EXERCISE REQUIREMENTS:
1. In the news report on the jurists' body, what amount of damages did the court award against Mr Jeyaretnam?
2. Summarize the news report in two sentences.
-- START SELECTION --
Jurists'
body claims S'pore court compliant
Straits Times: October
3, 1997.
THE International Commission of Jurists has charged the Singapore High Court with being compliant, saying it had bowed to pressure from the Government in the recent defamation suit brought by People's Action Party leaders against Mr J.B. Jeyaretnam.
It said the court's ruling on Monday that the Workers' Party chief was guilty of defaming Mr Goh "had done little to overcome its reputation for being improperly compliant" to the interest of the PAP.
The Geneva-based commission yesterday released a two-page press statement on the judgment made by Justice S. Rajendran, headlined "Singapore judiciary bows to executive in defamation suit".
This was accompanied by a 10-page report by Queen's Counsel Stuart Littlemore, the commission's observer at the week-long hearing in August, which saw Prime Minister Goh Chok Tong being cross-examined by Queen's Counsel George Carman, lawyer for Mr Jeyaretnam.
The statement said the court's award of $20,000 in damages and 60 per cent of the cost against Mr Jeyaratnam was "unduly harsh" because the WP chief would have to pay the same amounts to the other 10 PAP leaders who were also suing him for defamation.
In his report, Mr Littlemore said he found the judge's "undue deference" to Mr Goh in court most troubling.
"He came to the court as an ordinary citizen, not as the Prime Minister, but it is impossible to escape the impression that Justice Rajendran treated him as a litigant of higher status than he was entitled to."
He cited as evidence of the court's deference the fact that Mr Goh was served tea while in the witness box. "It was somewhat startling to see the court attendant serve the Prime Minister, when he was in the witness box under cross examination, with a pot of tea, milk and sugar, on a tray.
-- END SELECTION --
-- START INFORMATION SHOWN --
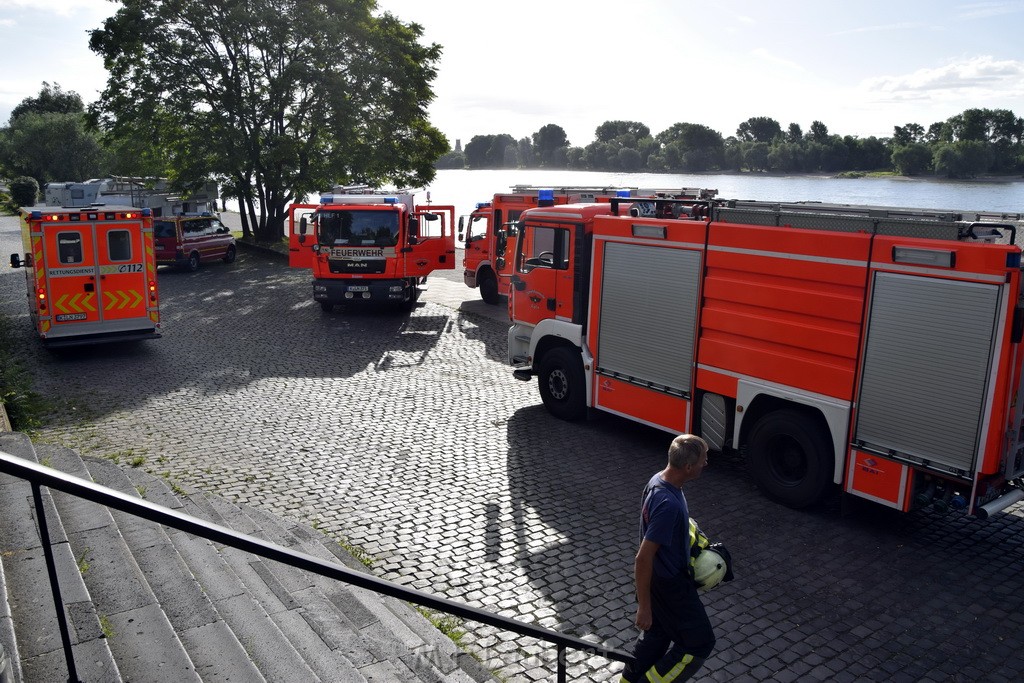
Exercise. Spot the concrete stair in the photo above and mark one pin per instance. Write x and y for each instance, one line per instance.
(151, 603)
-- END INFORMATION SHOWN --
EXPECTED OUTPUTS:
1. $20,000

2. The International Commission of Jurists accused the Singapore High Court of bowing to government pressure in the defamation suit that People's Action Party leaders brought against J.B. Jeyaretnam, and it called the award of $20,000 in damages and 60 per cent of costs against him "unduly harsh." In a report accompanying that statement, the commission's observer, Stuart Littlemore, said Justice Rajendran showed undue deference to Prime Minister Goh Chok Tong, citing as evidence that Mr Goh was served tea while in the witness box.